Saved entries
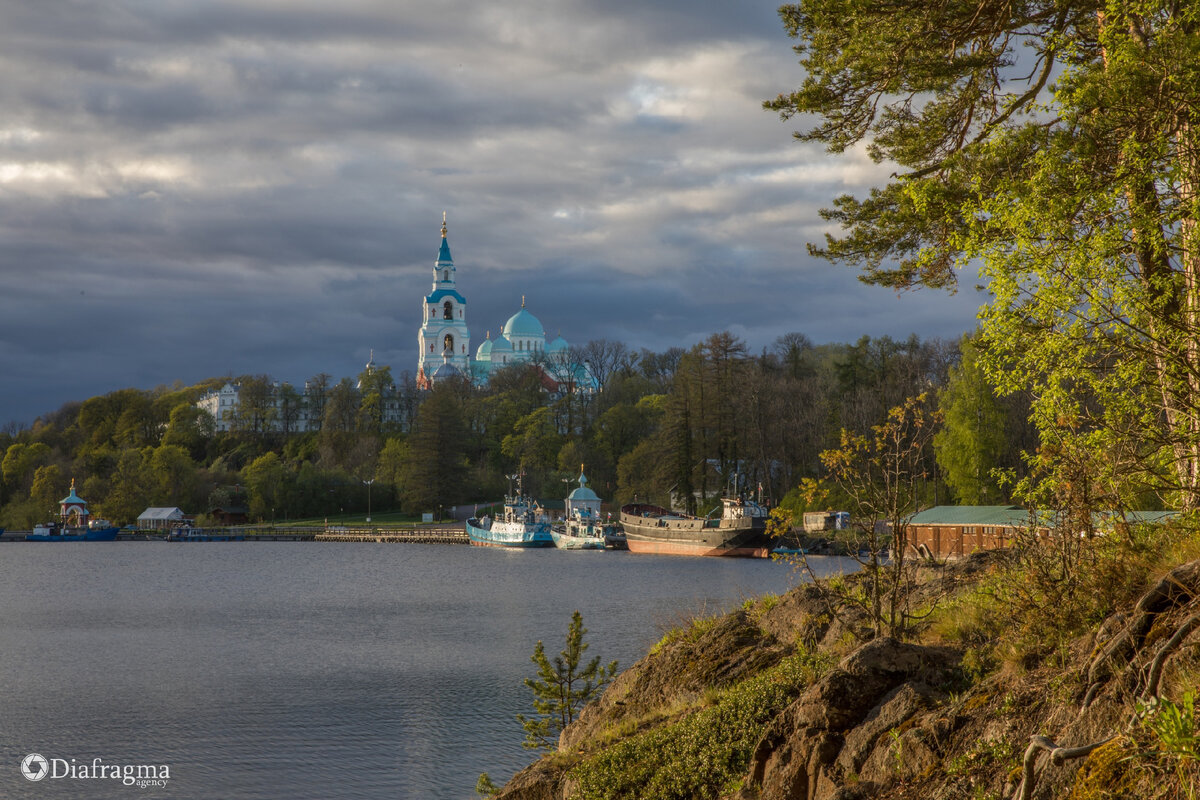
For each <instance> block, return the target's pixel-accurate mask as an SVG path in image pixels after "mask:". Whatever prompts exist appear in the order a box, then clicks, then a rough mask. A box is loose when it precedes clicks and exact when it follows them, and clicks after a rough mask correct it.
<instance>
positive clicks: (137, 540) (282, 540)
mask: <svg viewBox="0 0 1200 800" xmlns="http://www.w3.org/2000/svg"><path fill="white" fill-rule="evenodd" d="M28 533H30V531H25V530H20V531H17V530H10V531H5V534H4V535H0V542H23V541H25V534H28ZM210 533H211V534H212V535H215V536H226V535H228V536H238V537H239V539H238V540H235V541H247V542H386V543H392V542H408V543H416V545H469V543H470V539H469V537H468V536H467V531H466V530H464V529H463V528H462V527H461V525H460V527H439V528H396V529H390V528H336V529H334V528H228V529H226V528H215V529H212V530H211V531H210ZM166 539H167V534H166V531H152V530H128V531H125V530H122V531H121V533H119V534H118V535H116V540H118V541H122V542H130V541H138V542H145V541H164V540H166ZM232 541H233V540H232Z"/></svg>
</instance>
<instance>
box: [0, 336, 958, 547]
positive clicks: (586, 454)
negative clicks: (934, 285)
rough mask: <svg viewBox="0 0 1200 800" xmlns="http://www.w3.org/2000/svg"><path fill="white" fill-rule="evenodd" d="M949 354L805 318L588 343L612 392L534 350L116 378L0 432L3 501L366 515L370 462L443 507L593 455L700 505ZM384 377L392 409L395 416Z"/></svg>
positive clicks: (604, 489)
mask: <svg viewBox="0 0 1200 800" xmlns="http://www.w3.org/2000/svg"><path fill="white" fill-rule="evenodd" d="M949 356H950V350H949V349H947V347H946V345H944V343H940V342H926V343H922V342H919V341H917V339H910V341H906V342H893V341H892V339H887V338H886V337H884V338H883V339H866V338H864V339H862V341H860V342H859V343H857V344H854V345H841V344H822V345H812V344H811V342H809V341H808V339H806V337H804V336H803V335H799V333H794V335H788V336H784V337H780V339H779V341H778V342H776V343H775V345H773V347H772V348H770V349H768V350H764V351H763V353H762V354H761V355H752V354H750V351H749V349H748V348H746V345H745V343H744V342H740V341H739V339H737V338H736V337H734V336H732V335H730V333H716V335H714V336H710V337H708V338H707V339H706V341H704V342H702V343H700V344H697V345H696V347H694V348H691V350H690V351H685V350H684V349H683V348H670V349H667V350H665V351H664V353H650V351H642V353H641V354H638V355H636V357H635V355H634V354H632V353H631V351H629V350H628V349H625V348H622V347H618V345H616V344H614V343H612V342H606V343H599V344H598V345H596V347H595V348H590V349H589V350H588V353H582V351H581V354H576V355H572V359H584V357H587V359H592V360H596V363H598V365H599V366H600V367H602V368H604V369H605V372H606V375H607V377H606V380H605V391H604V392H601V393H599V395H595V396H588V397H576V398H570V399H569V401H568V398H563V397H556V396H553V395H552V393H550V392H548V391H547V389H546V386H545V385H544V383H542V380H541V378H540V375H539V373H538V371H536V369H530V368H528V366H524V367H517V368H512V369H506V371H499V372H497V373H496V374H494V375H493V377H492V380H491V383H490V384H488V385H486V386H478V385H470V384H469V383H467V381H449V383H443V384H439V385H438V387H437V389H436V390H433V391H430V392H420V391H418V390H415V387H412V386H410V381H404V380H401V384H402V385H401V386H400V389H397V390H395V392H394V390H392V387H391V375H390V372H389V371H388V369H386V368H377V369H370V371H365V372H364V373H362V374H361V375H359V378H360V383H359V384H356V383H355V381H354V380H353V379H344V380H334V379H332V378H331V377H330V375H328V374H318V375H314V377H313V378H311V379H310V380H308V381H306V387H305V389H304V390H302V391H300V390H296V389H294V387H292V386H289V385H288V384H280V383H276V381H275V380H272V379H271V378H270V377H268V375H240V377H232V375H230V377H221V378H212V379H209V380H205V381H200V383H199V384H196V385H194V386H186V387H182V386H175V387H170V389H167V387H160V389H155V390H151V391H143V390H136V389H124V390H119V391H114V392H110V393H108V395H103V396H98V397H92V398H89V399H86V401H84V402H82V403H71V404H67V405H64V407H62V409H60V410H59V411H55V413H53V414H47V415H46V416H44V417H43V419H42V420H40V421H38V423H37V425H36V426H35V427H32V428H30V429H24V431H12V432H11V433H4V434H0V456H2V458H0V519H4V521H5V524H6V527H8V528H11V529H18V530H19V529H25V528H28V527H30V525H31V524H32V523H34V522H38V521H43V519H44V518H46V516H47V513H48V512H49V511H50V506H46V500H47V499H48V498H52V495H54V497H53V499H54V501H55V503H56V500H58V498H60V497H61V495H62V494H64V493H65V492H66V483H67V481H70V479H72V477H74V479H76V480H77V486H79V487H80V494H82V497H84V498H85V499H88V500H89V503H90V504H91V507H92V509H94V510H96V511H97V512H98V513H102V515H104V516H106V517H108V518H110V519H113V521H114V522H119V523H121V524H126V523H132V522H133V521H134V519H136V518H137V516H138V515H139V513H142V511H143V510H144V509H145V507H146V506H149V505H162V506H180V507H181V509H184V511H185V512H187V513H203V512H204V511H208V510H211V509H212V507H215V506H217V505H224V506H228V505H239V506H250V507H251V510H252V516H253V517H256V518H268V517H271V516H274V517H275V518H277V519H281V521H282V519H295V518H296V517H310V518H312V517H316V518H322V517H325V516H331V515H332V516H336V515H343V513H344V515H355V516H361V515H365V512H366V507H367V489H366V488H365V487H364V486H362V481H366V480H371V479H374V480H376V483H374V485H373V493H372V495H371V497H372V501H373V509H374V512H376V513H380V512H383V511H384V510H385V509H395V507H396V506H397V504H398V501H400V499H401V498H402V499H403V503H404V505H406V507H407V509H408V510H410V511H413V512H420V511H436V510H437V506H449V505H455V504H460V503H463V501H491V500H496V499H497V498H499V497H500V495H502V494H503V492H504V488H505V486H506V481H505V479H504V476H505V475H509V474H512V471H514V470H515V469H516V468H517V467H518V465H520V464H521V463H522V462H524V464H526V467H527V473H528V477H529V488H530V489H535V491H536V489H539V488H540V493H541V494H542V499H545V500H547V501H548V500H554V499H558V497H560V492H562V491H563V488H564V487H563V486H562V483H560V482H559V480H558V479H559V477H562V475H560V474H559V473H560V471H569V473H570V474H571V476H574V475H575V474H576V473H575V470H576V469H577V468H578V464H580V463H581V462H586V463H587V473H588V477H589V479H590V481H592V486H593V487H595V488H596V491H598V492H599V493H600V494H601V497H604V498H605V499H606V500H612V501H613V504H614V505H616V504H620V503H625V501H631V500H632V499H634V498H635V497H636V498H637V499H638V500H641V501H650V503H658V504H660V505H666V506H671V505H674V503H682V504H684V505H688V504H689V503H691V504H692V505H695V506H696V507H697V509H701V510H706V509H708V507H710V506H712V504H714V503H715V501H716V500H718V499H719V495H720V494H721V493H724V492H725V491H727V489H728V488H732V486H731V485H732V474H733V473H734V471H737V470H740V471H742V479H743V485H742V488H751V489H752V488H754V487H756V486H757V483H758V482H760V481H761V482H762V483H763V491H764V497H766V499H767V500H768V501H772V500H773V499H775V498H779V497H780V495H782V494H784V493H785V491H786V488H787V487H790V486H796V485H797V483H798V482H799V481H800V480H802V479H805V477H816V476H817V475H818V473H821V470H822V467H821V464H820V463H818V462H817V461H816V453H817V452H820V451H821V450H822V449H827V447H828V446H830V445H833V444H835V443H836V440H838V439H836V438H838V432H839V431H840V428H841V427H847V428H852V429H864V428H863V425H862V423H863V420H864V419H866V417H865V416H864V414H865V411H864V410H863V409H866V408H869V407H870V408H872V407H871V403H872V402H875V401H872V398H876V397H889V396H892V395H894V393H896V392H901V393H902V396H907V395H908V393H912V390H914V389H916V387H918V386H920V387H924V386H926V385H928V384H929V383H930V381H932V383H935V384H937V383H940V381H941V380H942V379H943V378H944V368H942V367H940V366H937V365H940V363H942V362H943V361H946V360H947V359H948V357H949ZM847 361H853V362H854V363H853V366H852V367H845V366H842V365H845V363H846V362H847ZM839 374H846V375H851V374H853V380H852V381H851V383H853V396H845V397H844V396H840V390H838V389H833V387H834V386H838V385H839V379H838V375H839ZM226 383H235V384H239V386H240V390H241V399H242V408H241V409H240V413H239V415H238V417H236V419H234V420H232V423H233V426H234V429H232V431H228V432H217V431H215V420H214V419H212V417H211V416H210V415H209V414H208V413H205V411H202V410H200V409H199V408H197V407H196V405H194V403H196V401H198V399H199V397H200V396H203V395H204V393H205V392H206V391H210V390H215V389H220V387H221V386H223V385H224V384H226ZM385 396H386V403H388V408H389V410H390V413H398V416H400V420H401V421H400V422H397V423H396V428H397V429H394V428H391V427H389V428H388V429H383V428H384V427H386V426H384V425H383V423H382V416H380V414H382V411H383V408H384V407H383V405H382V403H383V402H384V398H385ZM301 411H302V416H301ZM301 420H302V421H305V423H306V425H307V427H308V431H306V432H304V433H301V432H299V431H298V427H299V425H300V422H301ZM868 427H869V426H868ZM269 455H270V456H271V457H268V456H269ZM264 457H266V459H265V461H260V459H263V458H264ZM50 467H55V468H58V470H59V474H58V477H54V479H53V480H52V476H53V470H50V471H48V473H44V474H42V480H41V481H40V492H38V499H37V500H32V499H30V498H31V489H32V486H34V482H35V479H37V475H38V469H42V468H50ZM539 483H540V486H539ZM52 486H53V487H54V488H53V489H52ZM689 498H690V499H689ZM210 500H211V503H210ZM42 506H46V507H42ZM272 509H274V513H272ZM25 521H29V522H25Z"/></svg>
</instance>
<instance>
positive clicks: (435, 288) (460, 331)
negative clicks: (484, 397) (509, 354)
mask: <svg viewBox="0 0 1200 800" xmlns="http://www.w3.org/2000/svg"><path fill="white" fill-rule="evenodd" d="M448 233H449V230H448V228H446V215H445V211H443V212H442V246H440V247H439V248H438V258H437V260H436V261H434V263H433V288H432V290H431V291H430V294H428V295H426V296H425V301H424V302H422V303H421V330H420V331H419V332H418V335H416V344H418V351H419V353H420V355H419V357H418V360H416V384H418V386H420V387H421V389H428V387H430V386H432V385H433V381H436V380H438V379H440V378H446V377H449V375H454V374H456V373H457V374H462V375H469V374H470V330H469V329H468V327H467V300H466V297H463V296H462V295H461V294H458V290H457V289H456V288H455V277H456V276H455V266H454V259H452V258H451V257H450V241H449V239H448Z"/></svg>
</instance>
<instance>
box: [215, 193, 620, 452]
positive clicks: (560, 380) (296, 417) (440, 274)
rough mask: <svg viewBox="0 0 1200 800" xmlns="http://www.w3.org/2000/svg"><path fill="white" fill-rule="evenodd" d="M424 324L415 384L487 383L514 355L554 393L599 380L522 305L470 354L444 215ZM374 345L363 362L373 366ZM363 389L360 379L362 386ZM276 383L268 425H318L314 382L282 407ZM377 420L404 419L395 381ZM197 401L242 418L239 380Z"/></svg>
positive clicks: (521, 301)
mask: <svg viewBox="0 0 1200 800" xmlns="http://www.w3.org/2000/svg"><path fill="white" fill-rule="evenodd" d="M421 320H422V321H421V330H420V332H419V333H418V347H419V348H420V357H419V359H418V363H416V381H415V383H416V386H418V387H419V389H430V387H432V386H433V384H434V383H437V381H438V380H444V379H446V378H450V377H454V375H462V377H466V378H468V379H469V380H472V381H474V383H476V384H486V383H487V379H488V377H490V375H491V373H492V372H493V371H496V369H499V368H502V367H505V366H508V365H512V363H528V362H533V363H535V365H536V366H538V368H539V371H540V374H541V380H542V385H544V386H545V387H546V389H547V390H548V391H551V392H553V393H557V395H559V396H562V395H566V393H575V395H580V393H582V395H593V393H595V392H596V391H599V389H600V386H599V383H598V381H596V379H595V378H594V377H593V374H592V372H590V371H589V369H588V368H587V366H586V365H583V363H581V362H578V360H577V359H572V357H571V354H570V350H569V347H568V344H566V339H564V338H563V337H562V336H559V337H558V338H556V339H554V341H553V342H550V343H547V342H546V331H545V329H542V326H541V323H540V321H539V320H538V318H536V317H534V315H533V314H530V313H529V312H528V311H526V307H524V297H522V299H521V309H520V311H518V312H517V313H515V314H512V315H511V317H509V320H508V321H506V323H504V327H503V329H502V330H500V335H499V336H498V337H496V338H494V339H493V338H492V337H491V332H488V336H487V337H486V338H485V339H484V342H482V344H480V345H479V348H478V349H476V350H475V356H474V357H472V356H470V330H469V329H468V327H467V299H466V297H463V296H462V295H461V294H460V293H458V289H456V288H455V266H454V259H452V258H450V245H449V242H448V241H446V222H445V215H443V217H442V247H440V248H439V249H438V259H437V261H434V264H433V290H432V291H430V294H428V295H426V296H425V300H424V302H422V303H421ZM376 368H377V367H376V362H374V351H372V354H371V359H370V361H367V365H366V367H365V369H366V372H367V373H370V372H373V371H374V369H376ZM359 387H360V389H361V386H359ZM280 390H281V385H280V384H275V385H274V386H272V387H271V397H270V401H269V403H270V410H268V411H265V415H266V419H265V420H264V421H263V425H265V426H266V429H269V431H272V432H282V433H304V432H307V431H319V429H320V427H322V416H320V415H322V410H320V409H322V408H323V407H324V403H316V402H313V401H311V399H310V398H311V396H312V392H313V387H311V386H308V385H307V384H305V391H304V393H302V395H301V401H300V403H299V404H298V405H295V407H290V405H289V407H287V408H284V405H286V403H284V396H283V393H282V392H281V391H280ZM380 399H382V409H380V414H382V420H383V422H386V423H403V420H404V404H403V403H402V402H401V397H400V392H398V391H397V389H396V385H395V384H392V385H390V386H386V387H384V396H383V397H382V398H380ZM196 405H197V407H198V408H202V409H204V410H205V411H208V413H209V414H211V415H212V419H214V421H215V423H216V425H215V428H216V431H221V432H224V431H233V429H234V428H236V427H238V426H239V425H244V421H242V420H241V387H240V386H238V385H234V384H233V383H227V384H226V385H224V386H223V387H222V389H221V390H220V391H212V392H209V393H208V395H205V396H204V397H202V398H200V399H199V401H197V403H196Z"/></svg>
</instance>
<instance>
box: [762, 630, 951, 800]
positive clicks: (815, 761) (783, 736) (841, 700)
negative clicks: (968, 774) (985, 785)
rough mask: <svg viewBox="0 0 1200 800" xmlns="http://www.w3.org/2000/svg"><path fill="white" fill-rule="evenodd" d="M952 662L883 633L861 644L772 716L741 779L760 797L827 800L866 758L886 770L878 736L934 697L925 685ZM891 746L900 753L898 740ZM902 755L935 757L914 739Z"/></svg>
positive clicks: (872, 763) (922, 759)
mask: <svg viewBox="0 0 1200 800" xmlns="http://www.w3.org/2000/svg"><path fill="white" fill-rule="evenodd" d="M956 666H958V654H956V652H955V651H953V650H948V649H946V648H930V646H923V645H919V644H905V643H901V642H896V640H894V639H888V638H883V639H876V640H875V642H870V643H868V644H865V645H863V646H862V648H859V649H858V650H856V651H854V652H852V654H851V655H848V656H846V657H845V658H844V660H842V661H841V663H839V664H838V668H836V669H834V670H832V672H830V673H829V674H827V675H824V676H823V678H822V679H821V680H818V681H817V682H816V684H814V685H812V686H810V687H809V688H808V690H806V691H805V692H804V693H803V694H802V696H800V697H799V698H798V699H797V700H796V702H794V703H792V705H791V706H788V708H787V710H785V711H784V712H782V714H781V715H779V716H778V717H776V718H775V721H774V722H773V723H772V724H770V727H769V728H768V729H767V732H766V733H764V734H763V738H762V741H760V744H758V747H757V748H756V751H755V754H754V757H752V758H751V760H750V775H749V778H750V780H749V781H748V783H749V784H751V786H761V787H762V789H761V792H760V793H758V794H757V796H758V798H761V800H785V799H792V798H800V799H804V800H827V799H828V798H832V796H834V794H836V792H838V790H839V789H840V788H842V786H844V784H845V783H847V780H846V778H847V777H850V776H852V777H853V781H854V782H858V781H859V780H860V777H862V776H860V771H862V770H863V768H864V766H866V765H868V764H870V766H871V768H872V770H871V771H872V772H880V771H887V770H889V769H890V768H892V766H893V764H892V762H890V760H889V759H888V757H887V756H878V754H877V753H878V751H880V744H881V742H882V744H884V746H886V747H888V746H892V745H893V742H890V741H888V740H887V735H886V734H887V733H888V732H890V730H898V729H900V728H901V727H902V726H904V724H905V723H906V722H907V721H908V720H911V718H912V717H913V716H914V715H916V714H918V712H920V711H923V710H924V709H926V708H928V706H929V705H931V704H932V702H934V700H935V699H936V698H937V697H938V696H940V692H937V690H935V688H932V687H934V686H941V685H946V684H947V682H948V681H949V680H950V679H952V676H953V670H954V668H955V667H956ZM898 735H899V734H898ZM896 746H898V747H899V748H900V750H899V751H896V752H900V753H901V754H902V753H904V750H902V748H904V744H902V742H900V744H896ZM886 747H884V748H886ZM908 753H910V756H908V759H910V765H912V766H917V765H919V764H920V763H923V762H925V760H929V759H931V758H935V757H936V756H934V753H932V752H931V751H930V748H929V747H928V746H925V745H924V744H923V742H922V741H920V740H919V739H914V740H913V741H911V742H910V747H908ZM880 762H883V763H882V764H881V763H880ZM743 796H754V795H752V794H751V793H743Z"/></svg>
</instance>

> [What needs to be done]:
Out of the data above, set down the lines from the one with "positive clicks: (815, 761)" to the one with "negative clicks: (968, 774) (985, 785)", both included, exactly as written and with no additions.

> [Task result]:
positive clicks: (815, 761) (783, 736) (841, 700)
negative clicks: (968, 774) (985, 785)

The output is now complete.